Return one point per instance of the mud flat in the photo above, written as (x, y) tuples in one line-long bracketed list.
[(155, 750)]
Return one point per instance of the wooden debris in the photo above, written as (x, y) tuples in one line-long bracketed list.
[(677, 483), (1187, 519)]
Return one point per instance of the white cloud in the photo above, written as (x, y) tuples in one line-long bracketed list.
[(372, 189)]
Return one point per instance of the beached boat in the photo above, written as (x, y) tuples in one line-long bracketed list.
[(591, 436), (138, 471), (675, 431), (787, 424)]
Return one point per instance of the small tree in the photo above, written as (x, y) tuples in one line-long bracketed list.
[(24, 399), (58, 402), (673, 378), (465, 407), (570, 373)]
____
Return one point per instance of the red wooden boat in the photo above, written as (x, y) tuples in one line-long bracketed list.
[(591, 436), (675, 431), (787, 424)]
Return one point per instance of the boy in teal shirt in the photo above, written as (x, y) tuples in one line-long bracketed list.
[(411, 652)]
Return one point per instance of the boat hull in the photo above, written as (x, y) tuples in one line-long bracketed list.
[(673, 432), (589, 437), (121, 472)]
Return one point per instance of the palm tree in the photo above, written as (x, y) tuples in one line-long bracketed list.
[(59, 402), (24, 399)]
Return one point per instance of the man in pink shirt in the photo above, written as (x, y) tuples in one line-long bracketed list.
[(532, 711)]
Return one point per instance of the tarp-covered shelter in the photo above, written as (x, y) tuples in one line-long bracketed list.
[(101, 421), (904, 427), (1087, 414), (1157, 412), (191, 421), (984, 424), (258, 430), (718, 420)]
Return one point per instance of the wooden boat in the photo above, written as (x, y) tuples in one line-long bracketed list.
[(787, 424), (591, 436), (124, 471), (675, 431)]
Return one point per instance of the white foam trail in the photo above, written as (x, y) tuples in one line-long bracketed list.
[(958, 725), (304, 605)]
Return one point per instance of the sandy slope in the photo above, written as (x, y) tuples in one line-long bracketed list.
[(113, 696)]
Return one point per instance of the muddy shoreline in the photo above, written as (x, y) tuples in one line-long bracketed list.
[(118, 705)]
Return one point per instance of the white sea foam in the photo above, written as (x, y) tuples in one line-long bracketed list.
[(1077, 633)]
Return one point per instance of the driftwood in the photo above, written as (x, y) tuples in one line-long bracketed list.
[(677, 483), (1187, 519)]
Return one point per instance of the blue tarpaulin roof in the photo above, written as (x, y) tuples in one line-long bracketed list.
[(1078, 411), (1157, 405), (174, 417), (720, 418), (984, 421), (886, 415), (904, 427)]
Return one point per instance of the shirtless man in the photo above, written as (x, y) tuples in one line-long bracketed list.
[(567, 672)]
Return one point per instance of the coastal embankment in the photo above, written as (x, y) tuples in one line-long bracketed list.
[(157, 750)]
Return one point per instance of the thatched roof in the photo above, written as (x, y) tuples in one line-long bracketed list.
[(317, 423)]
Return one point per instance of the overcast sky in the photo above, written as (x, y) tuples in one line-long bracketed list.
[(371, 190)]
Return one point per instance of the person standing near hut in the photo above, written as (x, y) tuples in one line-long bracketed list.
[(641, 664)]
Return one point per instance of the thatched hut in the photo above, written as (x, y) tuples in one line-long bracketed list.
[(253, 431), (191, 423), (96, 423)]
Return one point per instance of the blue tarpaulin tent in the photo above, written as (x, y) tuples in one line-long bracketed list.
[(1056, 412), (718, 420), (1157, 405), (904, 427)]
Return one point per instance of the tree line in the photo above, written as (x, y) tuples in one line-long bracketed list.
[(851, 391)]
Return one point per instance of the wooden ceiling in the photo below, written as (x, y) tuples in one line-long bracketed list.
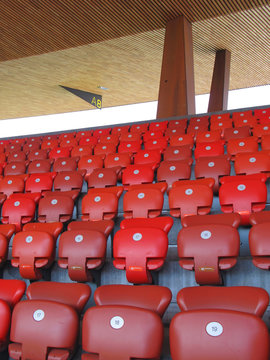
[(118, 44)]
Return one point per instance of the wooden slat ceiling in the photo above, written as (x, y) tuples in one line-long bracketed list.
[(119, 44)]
____
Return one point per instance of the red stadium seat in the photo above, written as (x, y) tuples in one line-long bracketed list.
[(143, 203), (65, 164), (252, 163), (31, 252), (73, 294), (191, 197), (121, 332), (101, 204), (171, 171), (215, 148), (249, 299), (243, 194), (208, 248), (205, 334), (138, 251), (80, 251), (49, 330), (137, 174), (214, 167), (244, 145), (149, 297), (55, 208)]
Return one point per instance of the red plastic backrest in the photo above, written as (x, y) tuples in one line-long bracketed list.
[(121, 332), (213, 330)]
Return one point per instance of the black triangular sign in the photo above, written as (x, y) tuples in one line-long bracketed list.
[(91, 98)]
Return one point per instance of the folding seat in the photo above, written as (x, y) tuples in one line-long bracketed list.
____
Problem details: Copy the records character for character, beginning at the line that contains "Return one point per instance of the mud flat" and stopping after the line that contains "[(24, 399), (58, 402), (673, 378), (465, 407), (570, 373)]".

Full response:
Return one point per instance of the mud flat in the photo above, written as (x, y) tuples in one line-long bracketed list.
[(155, 750)]
Return one point per instance of the wooden debris in the photo above, written as (x, y) tuples in one line-long bracketed list.
[(677, 483), (1187, 519)]
Return one point per instance of the white cloud in the photo above, written as (x, y) tuples in one line-long bracketed list.
[(372, 189)]
Return one point per instance of the beached boat in the photo above, written as (x, y) tuples in one line-long bracketed list.
[(591, 436), (138, 471), (675, 431), (787, 424)]
Return one point per instance of the small tree in the photo above, written as (x, y) tuples in one line-long bracketed list.
[(24, 399), (58, 402), (673, 378), (465, 407), (570, 373)]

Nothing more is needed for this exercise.